Source material section start

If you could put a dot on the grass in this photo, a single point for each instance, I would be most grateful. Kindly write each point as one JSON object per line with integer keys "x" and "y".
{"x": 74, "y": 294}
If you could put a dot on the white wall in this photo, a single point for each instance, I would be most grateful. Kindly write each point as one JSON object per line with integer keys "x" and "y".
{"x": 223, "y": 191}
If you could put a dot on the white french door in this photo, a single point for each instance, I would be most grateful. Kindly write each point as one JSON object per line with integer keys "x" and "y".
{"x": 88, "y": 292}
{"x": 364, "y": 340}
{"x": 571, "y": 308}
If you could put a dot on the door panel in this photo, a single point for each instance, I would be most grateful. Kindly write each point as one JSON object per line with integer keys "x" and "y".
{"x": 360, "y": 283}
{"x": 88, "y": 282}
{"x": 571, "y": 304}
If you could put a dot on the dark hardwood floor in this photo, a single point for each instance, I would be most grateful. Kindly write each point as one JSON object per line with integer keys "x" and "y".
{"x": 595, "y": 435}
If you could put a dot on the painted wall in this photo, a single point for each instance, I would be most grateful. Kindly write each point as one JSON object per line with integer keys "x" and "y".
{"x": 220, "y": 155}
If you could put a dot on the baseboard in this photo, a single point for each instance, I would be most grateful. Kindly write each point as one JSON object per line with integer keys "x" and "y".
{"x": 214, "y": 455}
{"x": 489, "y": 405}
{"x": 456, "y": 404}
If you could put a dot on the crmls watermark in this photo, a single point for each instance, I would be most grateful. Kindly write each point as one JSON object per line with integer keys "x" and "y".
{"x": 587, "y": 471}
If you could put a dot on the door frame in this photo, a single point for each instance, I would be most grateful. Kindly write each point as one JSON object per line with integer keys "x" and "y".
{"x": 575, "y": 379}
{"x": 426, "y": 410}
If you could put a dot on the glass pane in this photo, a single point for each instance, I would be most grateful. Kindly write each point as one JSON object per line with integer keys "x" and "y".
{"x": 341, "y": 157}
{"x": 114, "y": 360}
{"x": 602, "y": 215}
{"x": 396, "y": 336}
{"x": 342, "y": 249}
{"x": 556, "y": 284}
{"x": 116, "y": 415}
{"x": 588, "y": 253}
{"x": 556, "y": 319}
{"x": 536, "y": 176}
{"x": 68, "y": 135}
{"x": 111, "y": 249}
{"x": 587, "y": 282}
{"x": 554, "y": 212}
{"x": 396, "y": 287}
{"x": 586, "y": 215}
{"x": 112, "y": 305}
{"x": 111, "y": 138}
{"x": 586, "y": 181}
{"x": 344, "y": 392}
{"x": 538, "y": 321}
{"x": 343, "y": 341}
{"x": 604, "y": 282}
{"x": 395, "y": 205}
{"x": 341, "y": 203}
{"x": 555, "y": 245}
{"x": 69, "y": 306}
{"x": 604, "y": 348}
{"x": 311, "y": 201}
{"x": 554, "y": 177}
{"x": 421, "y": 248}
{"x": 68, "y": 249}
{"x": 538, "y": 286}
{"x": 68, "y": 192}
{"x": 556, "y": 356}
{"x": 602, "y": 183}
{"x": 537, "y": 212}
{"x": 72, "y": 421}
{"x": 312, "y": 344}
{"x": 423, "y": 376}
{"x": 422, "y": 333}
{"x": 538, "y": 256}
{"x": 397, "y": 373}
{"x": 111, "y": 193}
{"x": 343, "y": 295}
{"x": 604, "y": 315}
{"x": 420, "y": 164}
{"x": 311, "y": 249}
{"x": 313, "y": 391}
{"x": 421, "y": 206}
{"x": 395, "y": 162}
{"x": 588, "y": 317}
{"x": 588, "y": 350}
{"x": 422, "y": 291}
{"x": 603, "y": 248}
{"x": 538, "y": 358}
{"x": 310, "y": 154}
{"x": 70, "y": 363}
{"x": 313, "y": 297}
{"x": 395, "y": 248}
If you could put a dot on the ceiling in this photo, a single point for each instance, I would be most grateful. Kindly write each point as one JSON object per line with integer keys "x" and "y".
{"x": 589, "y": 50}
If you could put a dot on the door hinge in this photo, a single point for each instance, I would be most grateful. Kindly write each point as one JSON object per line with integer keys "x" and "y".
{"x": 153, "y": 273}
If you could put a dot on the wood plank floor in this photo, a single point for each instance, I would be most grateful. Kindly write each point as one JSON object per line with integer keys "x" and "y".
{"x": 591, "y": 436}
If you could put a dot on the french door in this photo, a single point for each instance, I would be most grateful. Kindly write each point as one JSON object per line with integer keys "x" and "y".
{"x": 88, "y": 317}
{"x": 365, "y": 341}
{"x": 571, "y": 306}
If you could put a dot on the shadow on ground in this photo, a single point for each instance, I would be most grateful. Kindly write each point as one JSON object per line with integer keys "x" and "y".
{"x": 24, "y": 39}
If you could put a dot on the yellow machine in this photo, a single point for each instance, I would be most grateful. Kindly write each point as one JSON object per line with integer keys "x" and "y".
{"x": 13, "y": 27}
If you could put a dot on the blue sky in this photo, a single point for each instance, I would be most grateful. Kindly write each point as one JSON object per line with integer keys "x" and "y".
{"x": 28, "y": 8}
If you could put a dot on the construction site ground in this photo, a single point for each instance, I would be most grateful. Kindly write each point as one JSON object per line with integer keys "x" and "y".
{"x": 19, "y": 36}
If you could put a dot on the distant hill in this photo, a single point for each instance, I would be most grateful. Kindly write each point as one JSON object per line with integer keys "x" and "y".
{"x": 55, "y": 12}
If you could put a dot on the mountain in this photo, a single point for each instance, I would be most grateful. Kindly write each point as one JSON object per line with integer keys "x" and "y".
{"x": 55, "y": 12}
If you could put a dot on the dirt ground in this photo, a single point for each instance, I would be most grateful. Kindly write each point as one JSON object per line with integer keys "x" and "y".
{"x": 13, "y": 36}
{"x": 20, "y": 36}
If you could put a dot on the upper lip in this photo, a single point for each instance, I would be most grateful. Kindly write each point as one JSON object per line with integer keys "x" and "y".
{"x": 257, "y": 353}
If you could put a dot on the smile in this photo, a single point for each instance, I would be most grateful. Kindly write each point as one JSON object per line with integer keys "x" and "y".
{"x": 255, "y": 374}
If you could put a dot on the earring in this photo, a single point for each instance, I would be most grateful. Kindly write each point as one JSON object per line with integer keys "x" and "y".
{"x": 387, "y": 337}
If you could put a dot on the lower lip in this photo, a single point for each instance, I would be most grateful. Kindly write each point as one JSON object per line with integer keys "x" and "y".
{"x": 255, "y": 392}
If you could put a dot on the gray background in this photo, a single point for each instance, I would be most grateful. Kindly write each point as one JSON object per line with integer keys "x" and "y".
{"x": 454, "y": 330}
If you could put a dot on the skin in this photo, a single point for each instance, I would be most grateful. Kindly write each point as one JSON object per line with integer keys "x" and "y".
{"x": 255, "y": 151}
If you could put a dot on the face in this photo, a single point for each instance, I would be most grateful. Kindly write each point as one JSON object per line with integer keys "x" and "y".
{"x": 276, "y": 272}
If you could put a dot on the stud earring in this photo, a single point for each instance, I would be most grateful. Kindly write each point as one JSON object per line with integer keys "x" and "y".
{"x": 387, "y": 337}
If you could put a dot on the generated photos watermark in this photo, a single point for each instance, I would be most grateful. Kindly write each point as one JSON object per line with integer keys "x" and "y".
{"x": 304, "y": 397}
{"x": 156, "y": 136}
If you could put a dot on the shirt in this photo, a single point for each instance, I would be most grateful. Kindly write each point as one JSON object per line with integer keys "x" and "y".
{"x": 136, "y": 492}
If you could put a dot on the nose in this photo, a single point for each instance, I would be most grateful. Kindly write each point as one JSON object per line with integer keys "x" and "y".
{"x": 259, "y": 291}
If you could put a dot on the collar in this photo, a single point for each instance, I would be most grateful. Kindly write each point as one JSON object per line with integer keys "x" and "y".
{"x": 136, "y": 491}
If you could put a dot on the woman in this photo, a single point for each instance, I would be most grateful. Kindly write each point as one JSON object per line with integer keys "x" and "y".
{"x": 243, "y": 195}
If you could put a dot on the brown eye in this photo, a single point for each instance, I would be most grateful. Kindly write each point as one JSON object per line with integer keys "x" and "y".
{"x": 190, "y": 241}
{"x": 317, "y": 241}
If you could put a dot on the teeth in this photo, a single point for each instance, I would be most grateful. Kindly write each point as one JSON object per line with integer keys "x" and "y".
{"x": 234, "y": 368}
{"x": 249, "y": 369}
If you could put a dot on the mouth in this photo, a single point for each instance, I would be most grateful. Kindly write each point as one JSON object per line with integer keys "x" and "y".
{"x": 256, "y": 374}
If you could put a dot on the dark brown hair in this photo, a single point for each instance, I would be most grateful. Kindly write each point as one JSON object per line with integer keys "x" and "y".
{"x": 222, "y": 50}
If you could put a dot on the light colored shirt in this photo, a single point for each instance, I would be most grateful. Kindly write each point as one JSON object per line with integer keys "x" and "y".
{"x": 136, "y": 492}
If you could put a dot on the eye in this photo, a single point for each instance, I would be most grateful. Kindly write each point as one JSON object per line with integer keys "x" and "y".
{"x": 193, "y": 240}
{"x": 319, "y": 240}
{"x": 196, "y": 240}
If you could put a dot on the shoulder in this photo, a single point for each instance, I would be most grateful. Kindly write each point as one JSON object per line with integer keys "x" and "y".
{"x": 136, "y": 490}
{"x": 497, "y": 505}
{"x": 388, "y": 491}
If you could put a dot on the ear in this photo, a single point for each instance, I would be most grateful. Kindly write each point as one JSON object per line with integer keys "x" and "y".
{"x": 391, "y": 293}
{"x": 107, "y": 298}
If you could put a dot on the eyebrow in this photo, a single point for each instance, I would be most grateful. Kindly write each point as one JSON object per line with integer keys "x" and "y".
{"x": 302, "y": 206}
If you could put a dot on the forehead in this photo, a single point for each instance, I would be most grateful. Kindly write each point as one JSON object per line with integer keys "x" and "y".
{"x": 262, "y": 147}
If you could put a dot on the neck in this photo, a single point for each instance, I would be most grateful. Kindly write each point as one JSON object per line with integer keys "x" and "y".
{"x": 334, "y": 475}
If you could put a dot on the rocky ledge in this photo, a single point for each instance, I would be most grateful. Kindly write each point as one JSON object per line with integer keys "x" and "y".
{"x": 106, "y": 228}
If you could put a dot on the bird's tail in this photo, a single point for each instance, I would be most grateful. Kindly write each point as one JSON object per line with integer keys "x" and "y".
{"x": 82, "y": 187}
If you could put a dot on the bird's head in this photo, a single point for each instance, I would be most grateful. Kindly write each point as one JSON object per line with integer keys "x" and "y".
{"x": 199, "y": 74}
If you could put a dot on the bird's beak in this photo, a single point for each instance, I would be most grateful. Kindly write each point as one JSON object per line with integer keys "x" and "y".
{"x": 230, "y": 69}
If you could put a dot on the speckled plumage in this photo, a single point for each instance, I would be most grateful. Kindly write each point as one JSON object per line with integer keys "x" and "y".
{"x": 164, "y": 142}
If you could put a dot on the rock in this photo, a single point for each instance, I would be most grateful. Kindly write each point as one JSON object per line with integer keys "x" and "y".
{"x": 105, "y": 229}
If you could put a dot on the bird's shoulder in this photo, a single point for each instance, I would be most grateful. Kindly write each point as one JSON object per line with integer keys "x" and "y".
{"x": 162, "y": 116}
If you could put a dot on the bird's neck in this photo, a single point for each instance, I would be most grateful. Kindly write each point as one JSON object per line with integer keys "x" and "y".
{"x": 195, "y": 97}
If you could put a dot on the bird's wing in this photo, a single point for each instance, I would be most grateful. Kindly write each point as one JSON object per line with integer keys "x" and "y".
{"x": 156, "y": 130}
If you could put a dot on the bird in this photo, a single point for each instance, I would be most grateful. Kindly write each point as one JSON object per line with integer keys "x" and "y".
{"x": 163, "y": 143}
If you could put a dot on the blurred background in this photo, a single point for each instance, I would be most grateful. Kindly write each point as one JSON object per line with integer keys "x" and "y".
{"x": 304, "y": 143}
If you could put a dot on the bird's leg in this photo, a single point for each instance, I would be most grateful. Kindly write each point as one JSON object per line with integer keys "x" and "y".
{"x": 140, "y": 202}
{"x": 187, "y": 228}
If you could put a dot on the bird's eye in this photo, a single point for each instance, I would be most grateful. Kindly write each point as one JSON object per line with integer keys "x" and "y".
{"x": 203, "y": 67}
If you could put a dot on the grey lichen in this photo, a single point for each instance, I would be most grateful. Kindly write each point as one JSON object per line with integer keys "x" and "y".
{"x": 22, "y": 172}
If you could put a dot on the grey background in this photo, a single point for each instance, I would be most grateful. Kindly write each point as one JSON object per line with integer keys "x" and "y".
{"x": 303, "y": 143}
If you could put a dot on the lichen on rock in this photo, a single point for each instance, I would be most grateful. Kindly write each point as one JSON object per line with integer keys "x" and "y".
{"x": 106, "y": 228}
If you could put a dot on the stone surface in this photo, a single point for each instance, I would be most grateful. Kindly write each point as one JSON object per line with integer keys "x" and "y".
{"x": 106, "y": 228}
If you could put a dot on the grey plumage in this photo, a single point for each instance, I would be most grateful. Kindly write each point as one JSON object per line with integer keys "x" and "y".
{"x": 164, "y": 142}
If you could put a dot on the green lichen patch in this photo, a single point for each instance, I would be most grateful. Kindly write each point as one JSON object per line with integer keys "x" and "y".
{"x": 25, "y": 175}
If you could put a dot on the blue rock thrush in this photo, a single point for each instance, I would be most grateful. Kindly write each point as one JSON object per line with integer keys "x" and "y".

Source material section end

Exercise instructions:
Beginning with the line that contains "If you could put a dot on the stone", return every line through the end of the data above, exactly as written.

Reply:
If you could put a dot on the stone surface in this photo, a single point for each instance, I would be most grateful. Kindly write each point as one JSON object per line with integer keys "x" and "y".
{"x": 106, "y": 228}
If you could put a dot on the grey plumage in this photo, a single point for each instance, I would be most grateful. Kindly write each point as one JSON object per line with integer keys "x" and "y".
{"x": 164, "y": 142}
If you could put a dot on the green lichen patch in this photo, a single point for each instance, I would be most grateful. Kindly write each point as one JSON object per line with integer keys "x" and "y".
{"x": 25, "y": 175}
If you could put a dot on the blue rock thrush in this photo, a single point for each instance, I would be most grateful. Kindly write each point as one JSON object per line with integer keys "x" and "y".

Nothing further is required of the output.